Output the data word for word, dropping every image.

◆ RECORDS FOR PROCESSING

════════

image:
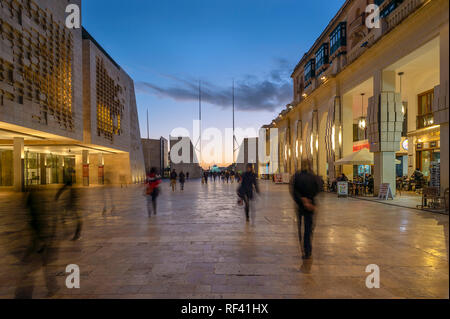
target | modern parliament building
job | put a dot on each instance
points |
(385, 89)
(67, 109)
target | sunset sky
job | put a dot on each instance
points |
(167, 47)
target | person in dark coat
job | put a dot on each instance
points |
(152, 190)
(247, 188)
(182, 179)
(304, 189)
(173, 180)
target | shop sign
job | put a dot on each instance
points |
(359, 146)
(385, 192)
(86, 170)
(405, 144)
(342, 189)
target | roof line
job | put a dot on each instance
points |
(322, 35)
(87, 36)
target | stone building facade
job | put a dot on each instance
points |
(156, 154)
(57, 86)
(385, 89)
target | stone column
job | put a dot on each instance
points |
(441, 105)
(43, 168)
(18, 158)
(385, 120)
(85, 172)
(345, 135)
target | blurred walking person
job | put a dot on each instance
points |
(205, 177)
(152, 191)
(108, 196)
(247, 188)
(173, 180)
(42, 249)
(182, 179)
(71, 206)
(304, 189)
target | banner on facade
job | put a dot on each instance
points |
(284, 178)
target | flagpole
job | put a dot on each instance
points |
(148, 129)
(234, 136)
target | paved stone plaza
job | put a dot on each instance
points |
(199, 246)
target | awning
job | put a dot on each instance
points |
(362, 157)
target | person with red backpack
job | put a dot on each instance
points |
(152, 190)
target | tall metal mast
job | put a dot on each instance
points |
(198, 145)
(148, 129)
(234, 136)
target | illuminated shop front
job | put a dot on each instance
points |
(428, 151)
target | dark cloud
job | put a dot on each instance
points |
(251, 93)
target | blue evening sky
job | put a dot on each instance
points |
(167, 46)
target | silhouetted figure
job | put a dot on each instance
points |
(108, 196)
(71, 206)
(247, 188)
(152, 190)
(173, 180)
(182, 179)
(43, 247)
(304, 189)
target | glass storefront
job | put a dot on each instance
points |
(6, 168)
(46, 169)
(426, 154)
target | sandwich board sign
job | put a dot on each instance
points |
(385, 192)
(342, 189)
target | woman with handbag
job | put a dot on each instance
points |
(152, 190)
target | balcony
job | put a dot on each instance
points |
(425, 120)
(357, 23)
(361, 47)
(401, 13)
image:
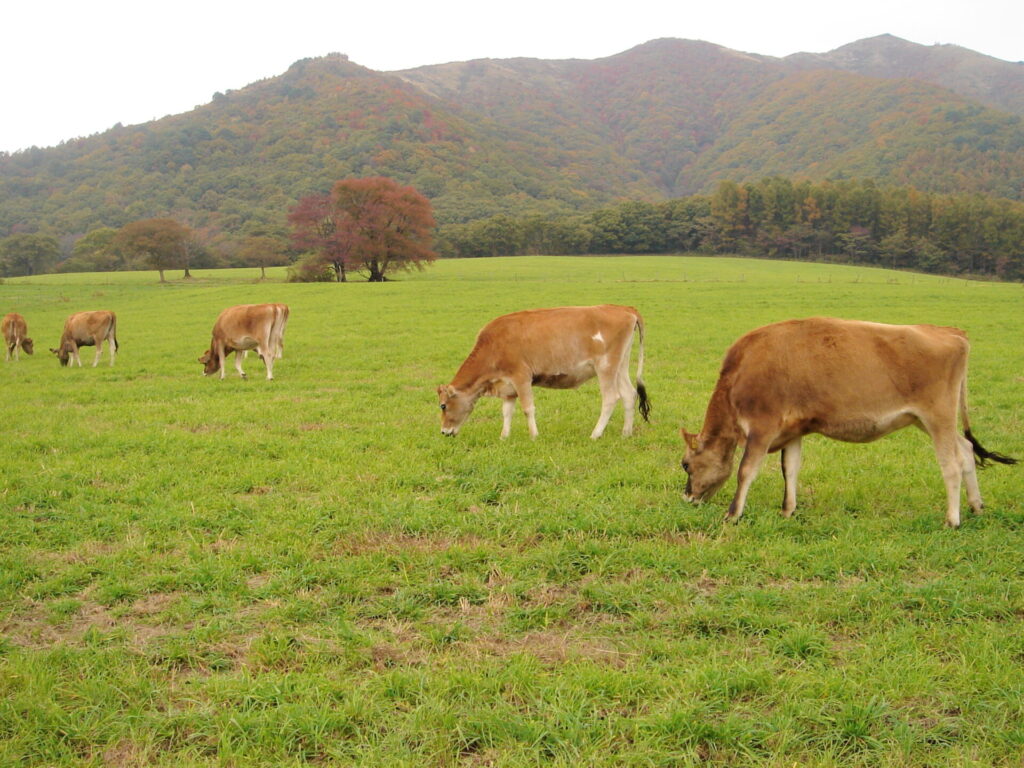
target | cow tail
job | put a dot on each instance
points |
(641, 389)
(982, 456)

════════

◆ TASK OUTPUT
image:
target | modern parliament building
job | put a dot on each instance
points |
(385, 89)
(67, 109)
target | sunset sky
job | put a dot on each instance
points |
(167, 47)
target | person in dark coat
job | put a dot on each instance
points |
(152, 190)
(247, 188)
(182, 179)
(304, 189)
(173, 180)
target | shop sign
job | put a dot on each instance
points |
(359, 146)
(385, 192)
(86, 170)
(405, 144)
(342, 189)
target | roof line
job | put a dot on each instance
points |
(322, 35)
(87, 36)
target | stone building facade
job | put a dot on each instance
points |
(156, 154)
(57, 86)
(385, 89)
target | stone column
job | put a dot on each instance
points |
(441, 105)
(43, 168)
(18, 158)
(385, 120)
(85, 172)
(345, 135)
target | blurred walking person
job | put a dot on each instance
points |
(205, 177)
(152, 191)
(108, 196)
(247, 188)
(173, 180)
(42, 249)
(182, 179)
(71, 206)
(304, 189)
target | banner on facade
job | put a dot on each instance
points |
(284, 178)
target | flagpole
job | put a dot on each instance
points |
(148, 129)
(234, 136)
target | paved stone plaza
job | put a dot on each instance
points |
(199, 246)
target | awning
job | put a dot on each instance
points |
(362, 157)
target | person with red backpack
job | put a dot on each instance
points |
(152, 190)
target | tall metal mast
job | put a dot on each instance
points |
(198, 145)
(148, 129)
(234, 136)
target | illuminated shop front
job | put a dot on each instance
points |
(428, 151)
target | dark cloud
job | put a dot on each instance
points |
(251, 93)
target | blue evening sky
job | put a dot on each instance
points |
(167, 46)
target | silhouetted figure
job | put a dot on each instance
points |
(108, 196)
(71, 206)
(247, 188)
(152, 190)
(173, 180)
(182, 179)
(43, 247)
(304, 189)
target | glass storefront
job | put a dot on each instance
points |
(6, 168)
(46, 169)
(426, 154)
target | sandwich board sign
job | put a dot on each instance
points |
(385, 192)
(342, 189)
target | woman with handbag
job | put a dot on each instance
points |
(152, 190)
target | balcony
job | put a dot on each instance
points |
(425, 120)
(357, 23)
(361, 47)
(401, 13)
image:
target | cow tail
job | put a dot on each instance
points |
(641, 389)
(982, 456)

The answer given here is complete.